▶ _Exercise directions_: Starting at the line with "Would you mind pointing out the shoreline" in it, reproduce each line below through the last one, exactly, and include nothing else.

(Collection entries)
★ ★ ★ ★ ★ ★ ★

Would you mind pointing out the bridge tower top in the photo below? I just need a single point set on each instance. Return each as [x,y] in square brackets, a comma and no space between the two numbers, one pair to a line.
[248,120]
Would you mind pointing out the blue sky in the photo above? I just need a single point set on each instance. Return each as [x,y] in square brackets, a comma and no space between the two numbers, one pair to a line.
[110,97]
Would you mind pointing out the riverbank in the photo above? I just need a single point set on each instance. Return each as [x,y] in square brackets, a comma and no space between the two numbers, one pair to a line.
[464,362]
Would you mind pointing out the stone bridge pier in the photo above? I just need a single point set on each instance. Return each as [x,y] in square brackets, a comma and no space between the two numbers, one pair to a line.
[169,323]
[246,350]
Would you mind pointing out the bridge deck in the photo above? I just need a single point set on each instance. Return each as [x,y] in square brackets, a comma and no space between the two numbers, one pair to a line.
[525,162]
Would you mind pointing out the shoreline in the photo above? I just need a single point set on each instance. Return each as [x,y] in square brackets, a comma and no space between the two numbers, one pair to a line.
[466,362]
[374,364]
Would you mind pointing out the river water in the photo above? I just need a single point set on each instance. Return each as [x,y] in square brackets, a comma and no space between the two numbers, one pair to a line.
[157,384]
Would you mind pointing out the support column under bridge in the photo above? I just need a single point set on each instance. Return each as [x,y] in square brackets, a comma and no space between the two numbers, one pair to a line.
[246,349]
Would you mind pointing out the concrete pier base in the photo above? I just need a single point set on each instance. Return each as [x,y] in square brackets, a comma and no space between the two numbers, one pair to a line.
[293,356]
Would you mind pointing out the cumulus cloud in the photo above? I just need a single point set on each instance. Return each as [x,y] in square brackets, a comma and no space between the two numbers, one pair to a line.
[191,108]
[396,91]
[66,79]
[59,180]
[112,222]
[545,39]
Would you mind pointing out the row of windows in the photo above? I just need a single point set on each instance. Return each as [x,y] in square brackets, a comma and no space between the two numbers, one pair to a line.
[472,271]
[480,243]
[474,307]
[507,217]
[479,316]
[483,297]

★ ★ ★ ★ ★ ★ ★

▶ _Response_:
Would you mind pointing out the shoreline in the photo above? I just need a single point set on each instance. Return each as [x,y] in square brackets, a comma and no space between the two numbers, one pair to a line.
[466,362]
[374,364]
Would you mind pointing out the river water in the photo above? I just need a single point set on each instance. Return each as [x,y] in square brackets, a comma and no space between the two numbers, one pair to a line.
[157,384]
Would you mind pointing out the support column under bridge in the photo above? I just need a single point set on each instance. Return each as [x,y] in square brackets, a comma and no space between the two numbers, one pair to a line.
[246,349]
Would you mind pointing out the concrete pier base in the photo above? I just need a single point set on each instance. Return each as [x,y] in square brackets, a comma and no space between the two numbers, one pair to a line.
[293,356]
Would you mind pointing out the cumulus cloud in the photo above? I just need a single point set on each instance. Return each as [x,y] in square brackets, a comma and no space between the two numbers, one pair to a line.
[191,108]
[396,91]
[66,79]
[59,180]
[112,222]
[545,39]
Would you mind pointing out the row of windows in the photo above? I just need a single point set on each instance. Return each as [x,y] in square brackets, a comma and no space between the two numbers, one pair to a line.
[472,271]
[480,243]
[474,307]
[507,217]
[479,316]
[483,297]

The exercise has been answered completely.